Фрагмент страницы:
..........

Чёрт, да плевать. Мне всё равно, всё равно, кто он, как он ко мне относится и почему он так ко мне относится (хотя я просто ничего не понимаю и этот туман в глазах мешает мне рассмотреть что-то. и я очень -очень сильно надеюсь, что в этом тумане нет никакой херни, которая пугает меня). Я всё равно себя больше не пущу в это болото. И пусть. Буду так же, как и раньше, считать дни до отъезда и пытаться всё закрывать вовремя. И ничто (никто, милая, признайся, ты хотела сказать никто) меня не отвлечёт.
Я съездила домой. Довела себя до истерики. Отстригла волосы до плеч, почти в половину длины. Поругалась с самыми близкими. Проигнорировала звонки. Вернулась в Москву. Здесь меня тошнит. Я чувствую, что я вот-вот сделаю что-то не то. Я не чувствую облегчения, как прошлой осенью, я не чувствую, что меня отпустило. Я чувствую ещё большую тяжесть и сожаление о том, что поехала домой в неподходящий момент, когда долгов уже навалом, и когда я готова разорвать себе всю кожу на избитых пальцах. И оставила такое тошнотворное впечатление о себе самым родным людям.

..........

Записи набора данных

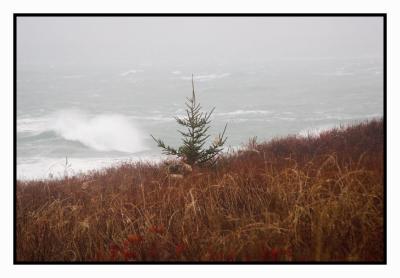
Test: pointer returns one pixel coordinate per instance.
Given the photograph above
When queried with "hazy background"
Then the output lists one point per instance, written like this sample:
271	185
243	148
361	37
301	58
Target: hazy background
93	89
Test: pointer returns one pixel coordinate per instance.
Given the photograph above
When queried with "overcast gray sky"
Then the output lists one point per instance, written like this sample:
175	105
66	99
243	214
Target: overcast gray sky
97	40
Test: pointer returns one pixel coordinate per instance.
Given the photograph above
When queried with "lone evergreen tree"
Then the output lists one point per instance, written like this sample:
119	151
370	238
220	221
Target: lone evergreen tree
195	136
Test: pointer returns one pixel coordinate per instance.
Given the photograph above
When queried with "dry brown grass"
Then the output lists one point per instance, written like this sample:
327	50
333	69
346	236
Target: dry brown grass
291	199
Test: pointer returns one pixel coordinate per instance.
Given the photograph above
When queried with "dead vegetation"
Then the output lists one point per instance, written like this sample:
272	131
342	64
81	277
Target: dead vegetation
291	199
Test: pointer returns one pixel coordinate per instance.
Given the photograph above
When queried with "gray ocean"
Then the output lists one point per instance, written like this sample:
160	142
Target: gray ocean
97	116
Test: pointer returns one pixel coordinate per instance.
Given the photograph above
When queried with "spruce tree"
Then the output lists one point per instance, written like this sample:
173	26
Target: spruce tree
195	136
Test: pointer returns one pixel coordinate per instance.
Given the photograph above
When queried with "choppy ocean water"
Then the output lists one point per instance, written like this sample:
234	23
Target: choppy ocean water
99	116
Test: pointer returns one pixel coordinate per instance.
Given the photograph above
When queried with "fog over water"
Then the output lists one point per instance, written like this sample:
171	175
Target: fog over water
94	89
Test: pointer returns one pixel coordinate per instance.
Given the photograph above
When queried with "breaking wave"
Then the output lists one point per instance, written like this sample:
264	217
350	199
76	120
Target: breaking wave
106	132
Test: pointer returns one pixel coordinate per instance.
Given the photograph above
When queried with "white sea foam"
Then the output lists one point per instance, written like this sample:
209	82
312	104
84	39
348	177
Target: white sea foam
104	132
34	125
244	112
206	77
129	72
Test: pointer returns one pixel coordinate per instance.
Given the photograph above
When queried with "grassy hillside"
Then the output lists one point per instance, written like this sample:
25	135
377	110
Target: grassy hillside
291	199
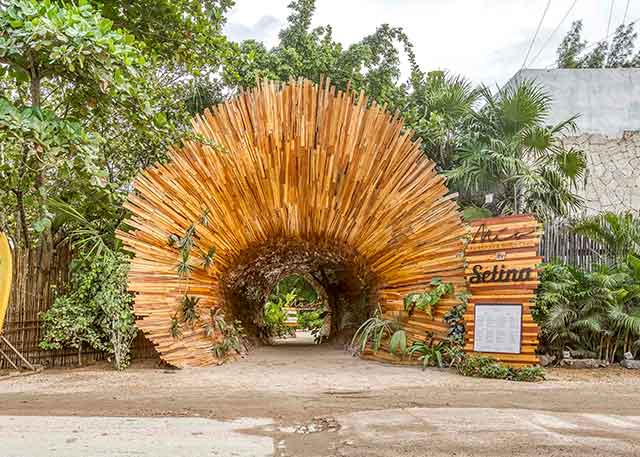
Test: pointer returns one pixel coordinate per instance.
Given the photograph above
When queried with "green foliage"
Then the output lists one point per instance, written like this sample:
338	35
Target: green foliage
304	291
485	367
376	330
190	309
398	343
58	61
511	153
175	329
231	336
275	317
440	110
96	311
311	320
455	319
425	301
372	64
472	212
618	52
590	313
618	233
186	32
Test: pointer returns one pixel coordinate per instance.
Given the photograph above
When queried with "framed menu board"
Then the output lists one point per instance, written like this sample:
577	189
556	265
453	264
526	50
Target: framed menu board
502	275
498	328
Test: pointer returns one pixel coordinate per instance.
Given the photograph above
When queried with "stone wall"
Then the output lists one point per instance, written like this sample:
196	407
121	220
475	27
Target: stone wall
613	183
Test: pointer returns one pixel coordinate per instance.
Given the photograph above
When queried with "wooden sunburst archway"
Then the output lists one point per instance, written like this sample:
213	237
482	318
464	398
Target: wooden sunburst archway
295	177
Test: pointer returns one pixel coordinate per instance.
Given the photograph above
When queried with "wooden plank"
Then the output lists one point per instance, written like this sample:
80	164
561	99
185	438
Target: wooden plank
301	165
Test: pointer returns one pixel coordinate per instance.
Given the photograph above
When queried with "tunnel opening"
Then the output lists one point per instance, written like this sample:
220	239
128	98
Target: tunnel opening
283	179
272	288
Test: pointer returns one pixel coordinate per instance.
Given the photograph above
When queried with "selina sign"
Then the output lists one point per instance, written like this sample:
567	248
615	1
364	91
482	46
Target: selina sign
480	274
501	274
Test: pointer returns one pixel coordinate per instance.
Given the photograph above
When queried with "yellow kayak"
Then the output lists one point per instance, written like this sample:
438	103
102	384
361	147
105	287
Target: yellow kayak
5	277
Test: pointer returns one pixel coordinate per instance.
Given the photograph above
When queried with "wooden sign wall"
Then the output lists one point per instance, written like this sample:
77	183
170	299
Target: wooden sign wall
502	277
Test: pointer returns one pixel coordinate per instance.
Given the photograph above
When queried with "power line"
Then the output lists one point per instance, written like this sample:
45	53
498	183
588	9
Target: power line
536	34
626	10
564	18
610	16
596	43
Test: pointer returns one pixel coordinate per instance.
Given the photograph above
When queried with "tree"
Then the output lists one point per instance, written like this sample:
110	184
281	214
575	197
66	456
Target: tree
97	310
618	233
51	55
440	109
512	154
372	64
605	54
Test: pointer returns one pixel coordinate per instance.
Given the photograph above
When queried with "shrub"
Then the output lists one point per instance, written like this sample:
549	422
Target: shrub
96	311
485	367
377	329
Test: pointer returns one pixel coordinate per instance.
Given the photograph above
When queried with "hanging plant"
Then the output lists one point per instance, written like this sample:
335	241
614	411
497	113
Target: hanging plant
425	301
190	308
176	329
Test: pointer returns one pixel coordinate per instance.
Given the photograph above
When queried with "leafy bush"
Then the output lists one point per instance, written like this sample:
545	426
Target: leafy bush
425	301
275	317
455	319
96	312
312	321
485	367
442	354
375	330
595	313
231	336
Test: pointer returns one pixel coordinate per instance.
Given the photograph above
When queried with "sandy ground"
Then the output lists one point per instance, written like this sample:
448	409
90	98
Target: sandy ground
319	401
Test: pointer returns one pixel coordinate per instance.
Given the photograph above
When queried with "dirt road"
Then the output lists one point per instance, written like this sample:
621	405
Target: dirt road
319	401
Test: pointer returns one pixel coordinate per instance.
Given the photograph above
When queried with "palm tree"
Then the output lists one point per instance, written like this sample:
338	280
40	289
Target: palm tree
619	233
511	153
438	110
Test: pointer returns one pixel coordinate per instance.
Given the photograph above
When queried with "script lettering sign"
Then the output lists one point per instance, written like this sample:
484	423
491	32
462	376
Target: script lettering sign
502	275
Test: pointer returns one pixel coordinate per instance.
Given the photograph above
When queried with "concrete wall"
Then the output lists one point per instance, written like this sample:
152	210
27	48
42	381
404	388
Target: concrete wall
608	102
613	183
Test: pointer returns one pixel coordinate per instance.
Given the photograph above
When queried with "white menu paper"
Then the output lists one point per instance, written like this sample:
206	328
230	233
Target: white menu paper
497	328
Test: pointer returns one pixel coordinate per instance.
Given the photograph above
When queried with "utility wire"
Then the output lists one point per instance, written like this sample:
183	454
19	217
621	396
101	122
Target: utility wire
610	16
596	43
536	34
564	18
626	10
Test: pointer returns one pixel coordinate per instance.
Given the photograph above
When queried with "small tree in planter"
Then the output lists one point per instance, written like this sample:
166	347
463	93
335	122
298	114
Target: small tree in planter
96	312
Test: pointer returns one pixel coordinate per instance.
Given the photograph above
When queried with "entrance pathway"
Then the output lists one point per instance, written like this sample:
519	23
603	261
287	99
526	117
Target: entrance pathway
316	401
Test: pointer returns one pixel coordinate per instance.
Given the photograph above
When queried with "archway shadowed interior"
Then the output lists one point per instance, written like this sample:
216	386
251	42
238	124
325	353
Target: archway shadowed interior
291	178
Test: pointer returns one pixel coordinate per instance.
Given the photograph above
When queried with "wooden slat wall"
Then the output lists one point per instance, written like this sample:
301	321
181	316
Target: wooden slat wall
522	252
301	162
560	243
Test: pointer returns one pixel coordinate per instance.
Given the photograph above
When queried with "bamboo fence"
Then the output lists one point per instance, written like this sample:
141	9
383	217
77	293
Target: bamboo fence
33	291
560	243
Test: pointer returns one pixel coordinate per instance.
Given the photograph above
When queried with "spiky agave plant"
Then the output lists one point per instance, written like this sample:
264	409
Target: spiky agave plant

..........

Задание 1:
Ответьте на вопросы по фрагменту:
(а) До какой длины были отстрижены волосы?
(б) В какой город состоялось возвращение?
(в) Что, по словам из первого абзаца, предстоит считать, как и раньше?
Задание 2: Переименуйте во фрагменте «Москву» в «Казань» и приведите всё, начиная с «Я съездила домой.» и вплоть до «самым родным людям.».
Записи даны как отдельный, самостоятельный материал.

Ответ 1:
(а) До плеч, почти в половину длины.
(б) В Москву.
(в) Дни до отъезда.

Ответ 2:
Я съездила домой. Довела себя до истерики. Отстригла волосы до плеч, почти в половину длины. Поругалась с самыми близкими. Проигнорировала звонки. Вернулась в Казань. Здесь меня тошнит. Я чувствую, что я вот-вот сделаю что-то не то. Я не чувствую облегчения, как прошлой осенью, я не чувствую, что меня отпустило. Я чувствую ещё большую тяжесть и сожаление о том, что поехала домой в неподходящий момент, когда долгов уже навалом, и когда я готова разорвать себе всю кожу на избитых пальцах. И оставила такое тошнотворное впечатление о себе самым родным людям.